__What is expected__
Locate each line of the material below that contains the string "succulent" and copy those lines. Case counts.

__Material for this exercise__

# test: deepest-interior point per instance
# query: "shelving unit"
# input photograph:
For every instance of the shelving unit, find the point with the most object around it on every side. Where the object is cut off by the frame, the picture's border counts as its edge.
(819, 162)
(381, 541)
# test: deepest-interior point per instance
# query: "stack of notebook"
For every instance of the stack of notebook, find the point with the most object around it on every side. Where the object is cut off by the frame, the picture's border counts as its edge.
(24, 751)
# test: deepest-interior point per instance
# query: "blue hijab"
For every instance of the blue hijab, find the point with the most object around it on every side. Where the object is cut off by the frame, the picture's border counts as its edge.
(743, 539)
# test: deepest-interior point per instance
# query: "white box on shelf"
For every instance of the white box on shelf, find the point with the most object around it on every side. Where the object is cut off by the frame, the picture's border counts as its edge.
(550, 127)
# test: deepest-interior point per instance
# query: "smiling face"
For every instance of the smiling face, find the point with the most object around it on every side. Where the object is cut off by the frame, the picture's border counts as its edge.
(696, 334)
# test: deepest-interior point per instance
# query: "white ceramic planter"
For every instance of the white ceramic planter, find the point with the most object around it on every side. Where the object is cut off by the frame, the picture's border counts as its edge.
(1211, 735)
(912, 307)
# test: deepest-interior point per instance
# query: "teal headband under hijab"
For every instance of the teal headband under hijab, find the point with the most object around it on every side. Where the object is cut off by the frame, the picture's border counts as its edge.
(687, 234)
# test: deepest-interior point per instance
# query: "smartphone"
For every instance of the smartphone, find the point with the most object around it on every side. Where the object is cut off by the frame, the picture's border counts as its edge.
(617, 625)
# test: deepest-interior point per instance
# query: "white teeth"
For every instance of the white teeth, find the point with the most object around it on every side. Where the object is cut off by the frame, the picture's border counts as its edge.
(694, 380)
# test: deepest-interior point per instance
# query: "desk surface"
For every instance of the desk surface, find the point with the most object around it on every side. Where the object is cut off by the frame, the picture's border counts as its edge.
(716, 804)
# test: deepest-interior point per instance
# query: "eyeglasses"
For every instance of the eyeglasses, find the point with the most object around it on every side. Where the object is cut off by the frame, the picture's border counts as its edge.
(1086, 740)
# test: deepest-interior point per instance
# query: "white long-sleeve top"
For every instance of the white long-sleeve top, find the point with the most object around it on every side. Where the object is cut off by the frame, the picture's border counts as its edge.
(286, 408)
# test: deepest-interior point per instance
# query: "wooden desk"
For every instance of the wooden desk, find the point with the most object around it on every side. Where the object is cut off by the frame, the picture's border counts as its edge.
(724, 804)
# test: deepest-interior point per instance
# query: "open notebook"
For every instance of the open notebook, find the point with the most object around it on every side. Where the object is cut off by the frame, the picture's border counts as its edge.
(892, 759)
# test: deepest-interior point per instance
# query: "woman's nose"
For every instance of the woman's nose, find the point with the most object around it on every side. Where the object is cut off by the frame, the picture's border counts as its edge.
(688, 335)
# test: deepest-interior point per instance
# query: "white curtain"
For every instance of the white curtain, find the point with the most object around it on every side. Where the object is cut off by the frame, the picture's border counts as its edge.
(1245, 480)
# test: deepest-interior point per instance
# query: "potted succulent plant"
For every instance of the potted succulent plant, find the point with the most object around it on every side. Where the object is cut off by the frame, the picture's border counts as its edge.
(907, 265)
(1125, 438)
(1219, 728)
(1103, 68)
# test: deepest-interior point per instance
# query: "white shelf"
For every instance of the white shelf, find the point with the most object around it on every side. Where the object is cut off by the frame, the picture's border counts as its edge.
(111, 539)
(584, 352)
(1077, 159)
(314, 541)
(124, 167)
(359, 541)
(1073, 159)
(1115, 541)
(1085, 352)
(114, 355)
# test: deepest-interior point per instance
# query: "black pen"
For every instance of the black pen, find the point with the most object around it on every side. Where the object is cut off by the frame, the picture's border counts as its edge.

__Response below__
# query: "potted succulent plant"
For every instance of the potted succulent plant, find the point with the most object around it on every side. Where the object is cut off by the frame, the picture's border counts as its edge.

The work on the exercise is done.